Written instruction: Below are records. Transcribe exactly the lines from the one that contains "Put a marker on each instance of the sliced" through the last line, leaving any pictures out.

Material for this task:
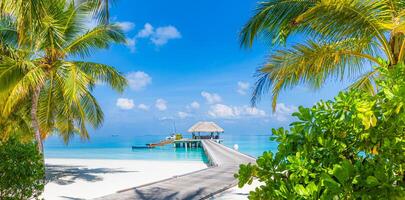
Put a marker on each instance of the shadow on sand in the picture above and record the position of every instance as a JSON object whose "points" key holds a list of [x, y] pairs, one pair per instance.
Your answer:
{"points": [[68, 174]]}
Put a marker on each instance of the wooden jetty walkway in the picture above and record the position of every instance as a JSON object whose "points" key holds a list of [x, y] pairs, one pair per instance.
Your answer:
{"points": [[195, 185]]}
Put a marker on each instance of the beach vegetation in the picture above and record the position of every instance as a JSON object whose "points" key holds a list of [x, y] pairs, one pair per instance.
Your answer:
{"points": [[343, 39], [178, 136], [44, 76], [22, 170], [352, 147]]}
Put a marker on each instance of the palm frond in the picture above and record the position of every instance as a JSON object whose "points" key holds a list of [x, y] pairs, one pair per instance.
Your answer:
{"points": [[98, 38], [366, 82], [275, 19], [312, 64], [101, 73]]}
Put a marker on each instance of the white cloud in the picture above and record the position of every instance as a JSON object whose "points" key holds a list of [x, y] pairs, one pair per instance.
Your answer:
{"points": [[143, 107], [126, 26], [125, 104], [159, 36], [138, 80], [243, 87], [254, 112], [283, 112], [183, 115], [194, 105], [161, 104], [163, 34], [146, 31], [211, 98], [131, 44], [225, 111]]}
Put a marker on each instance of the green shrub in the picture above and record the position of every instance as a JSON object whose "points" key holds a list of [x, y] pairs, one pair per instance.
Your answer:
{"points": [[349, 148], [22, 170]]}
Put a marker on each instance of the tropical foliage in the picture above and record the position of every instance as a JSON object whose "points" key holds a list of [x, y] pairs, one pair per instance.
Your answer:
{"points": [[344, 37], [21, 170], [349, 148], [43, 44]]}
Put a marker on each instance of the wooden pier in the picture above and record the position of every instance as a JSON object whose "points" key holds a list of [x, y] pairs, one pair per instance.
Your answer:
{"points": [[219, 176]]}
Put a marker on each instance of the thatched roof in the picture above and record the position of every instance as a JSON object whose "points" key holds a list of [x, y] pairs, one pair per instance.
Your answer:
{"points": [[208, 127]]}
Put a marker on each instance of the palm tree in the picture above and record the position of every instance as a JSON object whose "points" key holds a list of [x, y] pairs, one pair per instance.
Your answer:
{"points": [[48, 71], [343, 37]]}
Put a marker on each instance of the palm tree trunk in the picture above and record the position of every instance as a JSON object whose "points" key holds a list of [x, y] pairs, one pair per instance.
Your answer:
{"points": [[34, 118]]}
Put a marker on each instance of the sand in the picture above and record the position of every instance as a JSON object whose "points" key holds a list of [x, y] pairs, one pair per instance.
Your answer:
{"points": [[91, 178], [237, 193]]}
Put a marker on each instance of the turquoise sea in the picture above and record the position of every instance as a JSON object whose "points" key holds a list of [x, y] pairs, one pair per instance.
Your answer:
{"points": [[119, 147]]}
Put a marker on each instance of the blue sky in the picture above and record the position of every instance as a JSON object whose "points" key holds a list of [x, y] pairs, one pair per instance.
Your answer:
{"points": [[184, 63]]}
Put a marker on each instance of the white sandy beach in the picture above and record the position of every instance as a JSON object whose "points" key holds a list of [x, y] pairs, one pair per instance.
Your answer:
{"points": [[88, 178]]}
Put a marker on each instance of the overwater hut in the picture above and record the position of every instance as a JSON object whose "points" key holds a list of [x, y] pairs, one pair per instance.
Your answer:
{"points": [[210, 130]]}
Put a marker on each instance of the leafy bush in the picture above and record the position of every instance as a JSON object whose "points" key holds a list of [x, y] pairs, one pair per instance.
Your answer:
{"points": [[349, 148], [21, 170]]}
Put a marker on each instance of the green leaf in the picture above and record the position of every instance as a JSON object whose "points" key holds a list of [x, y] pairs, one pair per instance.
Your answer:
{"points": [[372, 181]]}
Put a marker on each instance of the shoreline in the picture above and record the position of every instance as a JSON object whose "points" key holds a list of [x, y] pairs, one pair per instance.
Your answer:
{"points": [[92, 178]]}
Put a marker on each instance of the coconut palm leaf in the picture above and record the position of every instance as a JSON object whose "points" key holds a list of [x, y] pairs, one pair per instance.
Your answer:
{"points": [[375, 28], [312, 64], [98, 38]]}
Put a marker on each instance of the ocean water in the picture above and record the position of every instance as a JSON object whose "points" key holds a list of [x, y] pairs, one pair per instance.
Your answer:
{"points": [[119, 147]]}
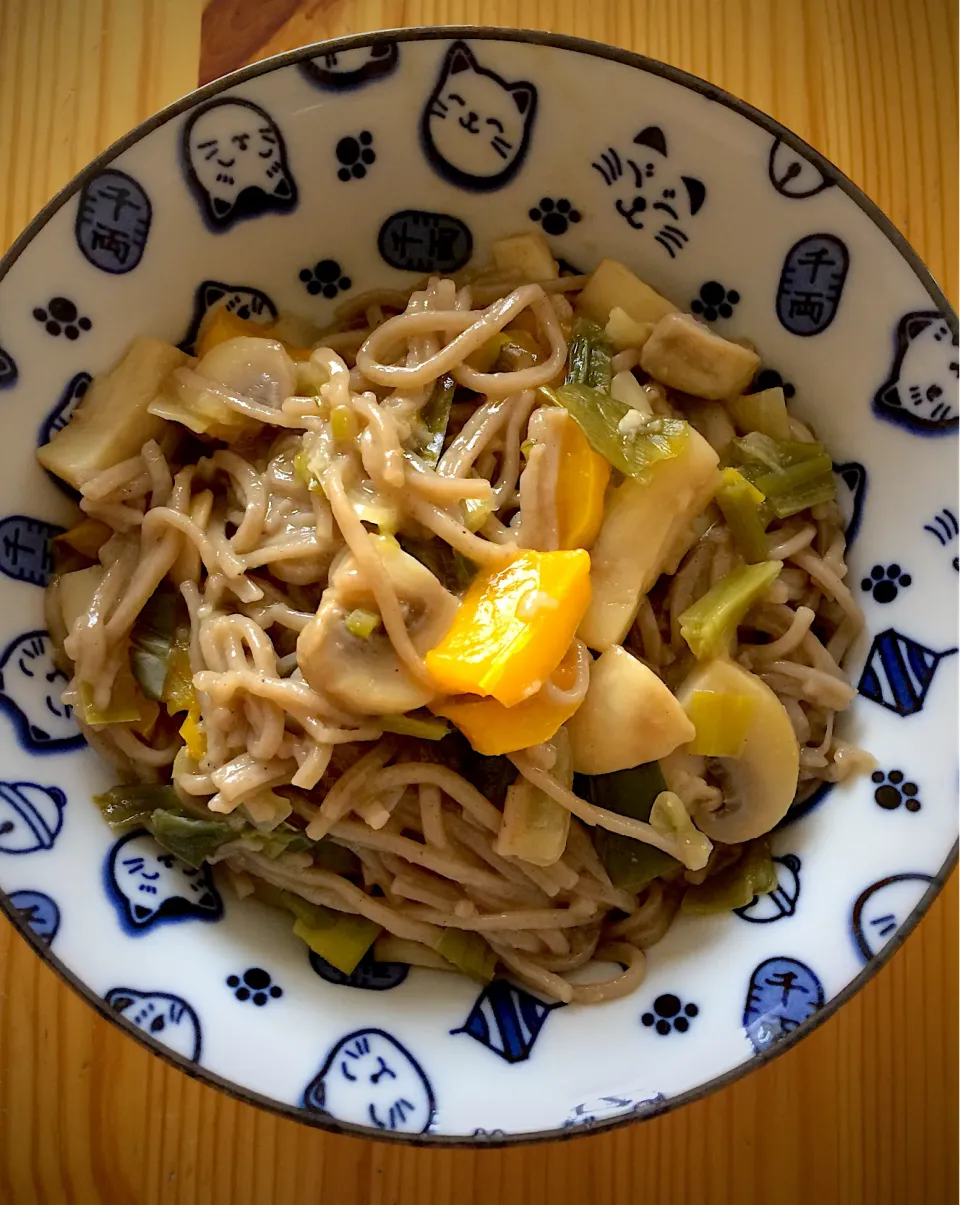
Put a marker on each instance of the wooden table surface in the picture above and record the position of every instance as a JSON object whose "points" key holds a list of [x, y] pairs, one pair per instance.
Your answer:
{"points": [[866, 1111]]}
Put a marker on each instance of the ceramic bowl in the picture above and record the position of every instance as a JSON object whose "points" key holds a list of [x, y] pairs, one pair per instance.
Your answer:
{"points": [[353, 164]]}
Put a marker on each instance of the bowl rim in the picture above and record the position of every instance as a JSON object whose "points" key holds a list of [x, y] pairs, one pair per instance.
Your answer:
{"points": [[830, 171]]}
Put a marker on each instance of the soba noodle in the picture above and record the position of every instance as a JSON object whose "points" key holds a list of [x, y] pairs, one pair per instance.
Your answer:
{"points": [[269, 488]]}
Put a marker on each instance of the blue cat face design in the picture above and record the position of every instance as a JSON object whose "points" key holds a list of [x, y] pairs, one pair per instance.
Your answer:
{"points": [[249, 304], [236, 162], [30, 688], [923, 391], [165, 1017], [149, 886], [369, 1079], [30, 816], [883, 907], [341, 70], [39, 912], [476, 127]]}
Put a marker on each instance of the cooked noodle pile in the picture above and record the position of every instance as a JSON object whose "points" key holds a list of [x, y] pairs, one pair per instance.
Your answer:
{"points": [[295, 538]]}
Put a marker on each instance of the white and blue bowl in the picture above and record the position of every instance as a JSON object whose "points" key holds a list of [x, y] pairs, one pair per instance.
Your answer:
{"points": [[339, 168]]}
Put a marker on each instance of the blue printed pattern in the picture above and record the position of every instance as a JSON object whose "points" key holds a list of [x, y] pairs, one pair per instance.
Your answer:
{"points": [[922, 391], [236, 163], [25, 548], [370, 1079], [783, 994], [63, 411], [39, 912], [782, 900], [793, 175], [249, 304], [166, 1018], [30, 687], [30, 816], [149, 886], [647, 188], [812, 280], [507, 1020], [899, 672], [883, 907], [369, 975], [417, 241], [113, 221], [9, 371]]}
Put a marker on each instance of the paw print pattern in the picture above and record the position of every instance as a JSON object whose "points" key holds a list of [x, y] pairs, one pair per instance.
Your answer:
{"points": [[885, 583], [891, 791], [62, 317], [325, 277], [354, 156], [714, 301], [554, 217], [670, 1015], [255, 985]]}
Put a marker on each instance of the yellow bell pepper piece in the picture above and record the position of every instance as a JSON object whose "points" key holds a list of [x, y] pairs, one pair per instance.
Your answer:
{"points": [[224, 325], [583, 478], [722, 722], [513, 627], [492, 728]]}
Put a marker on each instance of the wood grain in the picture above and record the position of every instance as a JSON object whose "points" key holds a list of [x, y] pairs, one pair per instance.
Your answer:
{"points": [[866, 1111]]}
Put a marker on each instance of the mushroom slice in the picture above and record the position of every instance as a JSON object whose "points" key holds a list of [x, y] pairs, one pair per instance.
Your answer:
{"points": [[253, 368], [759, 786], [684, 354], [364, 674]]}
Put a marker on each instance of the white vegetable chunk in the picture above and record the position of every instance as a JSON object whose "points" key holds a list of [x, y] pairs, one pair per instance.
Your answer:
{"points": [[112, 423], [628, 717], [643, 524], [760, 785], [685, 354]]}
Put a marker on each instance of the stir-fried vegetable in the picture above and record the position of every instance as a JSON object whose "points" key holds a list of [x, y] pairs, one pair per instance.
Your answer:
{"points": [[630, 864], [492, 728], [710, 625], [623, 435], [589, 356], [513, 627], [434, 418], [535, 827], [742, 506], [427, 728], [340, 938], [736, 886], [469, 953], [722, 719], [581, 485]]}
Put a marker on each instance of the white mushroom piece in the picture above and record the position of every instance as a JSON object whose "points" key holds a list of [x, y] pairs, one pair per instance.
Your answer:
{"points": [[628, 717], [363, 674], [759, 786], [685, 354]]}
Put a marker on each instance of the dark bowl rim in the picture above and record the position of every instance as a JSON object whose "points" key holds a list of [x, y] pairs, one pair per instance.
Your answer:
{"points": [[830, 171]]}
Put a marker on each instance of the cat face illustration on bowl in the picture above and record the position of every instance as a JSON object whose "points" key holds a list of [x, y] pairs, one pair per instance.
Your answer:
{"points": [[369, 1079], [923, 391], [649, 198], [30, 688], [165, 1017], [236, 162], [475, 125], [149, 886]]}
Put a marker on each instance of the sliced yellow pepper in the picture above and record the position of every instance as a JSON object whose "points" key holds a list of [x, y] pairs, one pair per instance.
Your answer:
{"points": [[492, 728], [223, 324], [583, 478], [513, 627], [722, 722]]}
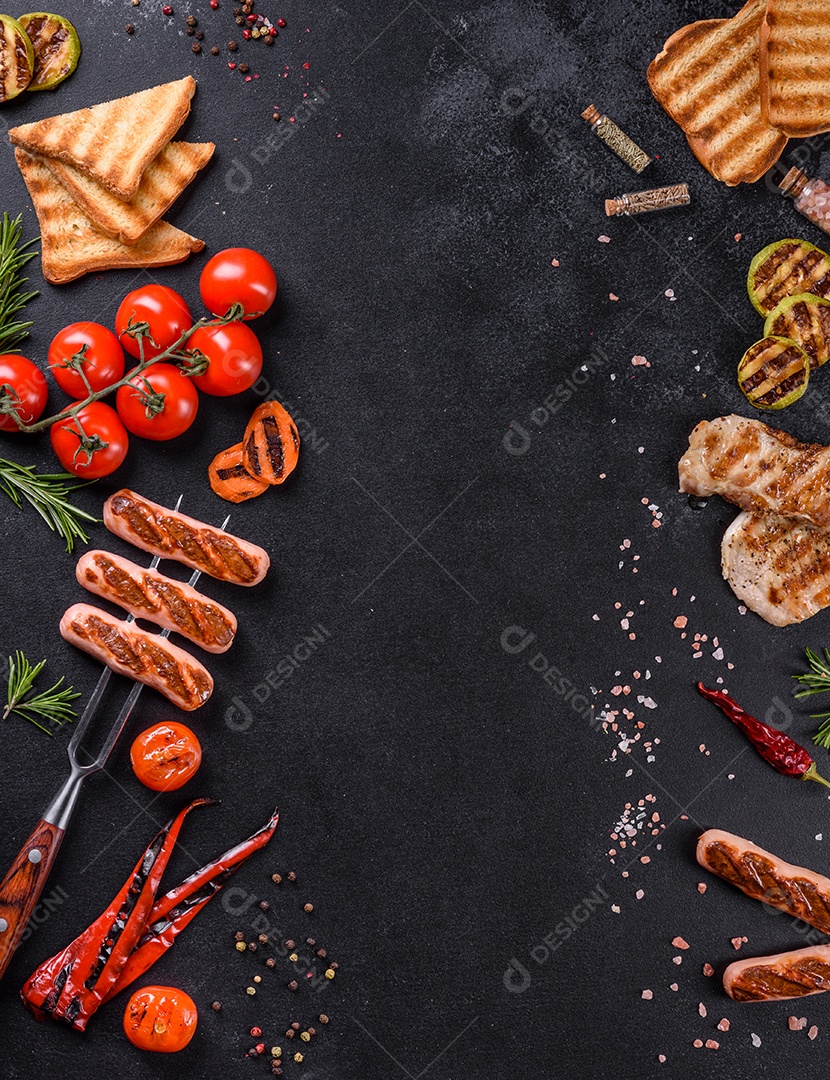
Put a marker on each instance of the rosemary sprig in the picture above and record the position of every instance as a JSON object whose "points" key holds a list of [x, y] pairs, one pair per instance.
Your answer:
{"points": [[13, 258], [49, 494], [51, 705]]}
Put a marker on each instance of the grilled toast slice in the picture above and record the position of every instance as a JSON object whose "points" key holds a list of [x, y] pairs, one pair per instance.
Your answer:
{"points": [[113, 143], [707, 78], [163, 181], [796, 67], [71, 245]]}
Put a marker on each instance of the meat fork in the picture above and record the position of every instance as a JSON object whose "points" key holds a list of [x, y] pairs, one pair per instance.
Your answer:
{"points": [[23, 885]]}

Full solution:
Put a marker on each instance of the sliced yellow pepper in the picture above and record the position of every instance as a JSON object whose "points" key holds a list of [x, y] pairs, one pair per instance.
Your answer:
{"points": [[492, 728], [223, 324], [583, 478], [513, 627], [722, 722]]}
Put a marker on each instance of the rosemary sprig in the picture above and record the position of every instance as a JSON object whose "points" key holds a list of [x, y] pairs, one pair per instance.
Your answer:
{"points": [[13, 258], [49, 494], [51, 705]]}
Put a marker on each instance of the grilled toast slice in the picture above and record the position of every instance as a JSON object whose "points" key holds a list of [x, y] pairs, one pair per instance.
Your answer:
{"points": [[113, 143], [707, 78], [163, 181], [796, 67], [71, 245]]}
Put a marker on each instance of the meat fork in the picture above and record the position of every instance as a JSON object whose "points" key holds a list of [x, y] pairs, one pair per instance.
Your answer:
{"points": [[23, 885]]}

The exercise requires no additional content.